SOURCE MATERIAL:
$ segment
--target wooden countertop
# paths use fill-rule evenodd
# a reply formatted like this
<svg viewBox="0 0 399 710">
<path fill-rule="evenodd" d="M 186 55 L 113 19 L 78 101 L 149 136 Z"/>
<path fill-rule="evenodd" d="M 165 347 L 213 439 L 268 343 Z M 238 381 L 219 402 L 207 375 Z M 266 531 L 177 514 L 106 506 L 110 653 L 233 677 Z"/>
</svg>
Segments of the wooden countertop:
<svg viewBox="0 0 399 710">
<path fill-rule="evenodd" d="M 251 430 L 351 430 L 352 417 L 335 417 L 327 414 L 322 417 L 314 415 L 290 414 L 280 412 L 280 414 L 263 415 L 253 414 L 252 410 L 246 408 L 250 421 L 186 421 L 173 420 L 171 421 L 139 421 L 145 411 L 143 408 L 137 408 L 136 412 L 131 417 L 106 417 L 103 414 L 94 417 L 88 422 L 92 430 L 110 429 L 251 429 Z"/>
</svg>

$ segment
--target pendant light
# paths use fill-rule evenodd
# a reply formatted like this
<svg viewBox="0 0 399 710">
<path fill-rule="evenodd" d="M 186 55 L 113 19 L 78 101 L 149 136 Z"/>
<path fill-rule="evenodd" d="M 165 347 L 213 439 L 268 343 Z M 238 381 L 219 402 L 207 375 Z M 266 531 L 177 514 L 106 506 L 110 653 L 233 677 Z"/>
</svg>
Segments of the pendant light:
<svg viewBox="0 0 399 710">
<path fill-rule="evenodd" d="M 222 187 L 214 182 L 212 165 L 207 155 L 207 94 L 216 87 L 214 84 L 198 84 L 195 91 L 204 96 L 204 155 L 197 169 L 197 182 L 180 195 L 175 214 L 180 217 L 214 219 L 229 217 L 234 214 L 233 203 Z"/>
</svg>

THE PROBLEM: Format every line of the material above as a JSON list of strings, one string per line, leaving out blank lines.

FINAL RESULT:
[
  "$ segment",
  "--target wooden countertop",
  "# paths use fill-rule evenodd",
  "# a reply formatted like this",
  "<svg viewBox=\"0 0 399 710\">",
  "<path fill-rule=\"evenodd\" d=\"M 186 55 L 113 19 L 78 101 L 149 136 Z\"/>",
  "<path fill-rule=\"evenodd\" d=\"M 165 347 L 213 439 L 268 343 Z M 238 381 L 219 402 L 207 375 Z M 266 531 L 177 514 L 106 506 L 110 653 L 233 677 Z\"/>",
  "</svg>",
  "Segments of the wooden countertop:",
  "<svg viewBox=\"0 0 399 710\">",
  "<path fill-rule=\"evenodd\" d=\"M 251 430 L 351 430 L 352 417 L 335 417 L 327 414 L 322 417 L 314 415 L 290 414 L 280 412 L 280 414 L 263 415 L 253 414 L 252 410 L 246 408 L 250 421 L 186 421 L 173 420 L 171 421 L 139 421 L 145 411 L 143 408 L 137 408 L 136 412 L 131 417 L 106 417 L 103 414 L 94 417 L 88 422 L 92 430 L 110 429 L 251 429 Z\"/>",
  "</svg>",
  "$ segment",
  "--target pendant light",
  "# paths use fill-rule evenodd",
  "# a reply formatted like this",
  "<svg viewBox=\"0 0 399 710\">",
  "<path fill-rule=\"evenodd\" d=\"M 186 55 L 113 19 L 78 101 L 149 136 Z\"/>",
  "<path fill-rule=\"evenodd\" d=\"M 165 347 L 213 439 L 268 343 Z M 238 381 L 219 402 L 207 375 Z M 266 531 L 177 514 L 106 506 L 110 653 L 233 677 Z\"/>",
  "</svg>",
  "Segments of the pendant light:",
  "<svg viewBox=\"0 0 399 710\">",
  "<path fill-rule=\"evenodd\" d=\"M 222 187 L 214 182 L 212 165 L 207 155 L 207 94 L 216 87 L 214 84 L 198 84 L 195 91 L 204 96 L 204 155 L 197 169 L 197 182 L 180 195 L 175 214 L 180 217 L 214 219 L 229 217 L 234 214 L 233 203 Z\"/>",
  "</svg>"
]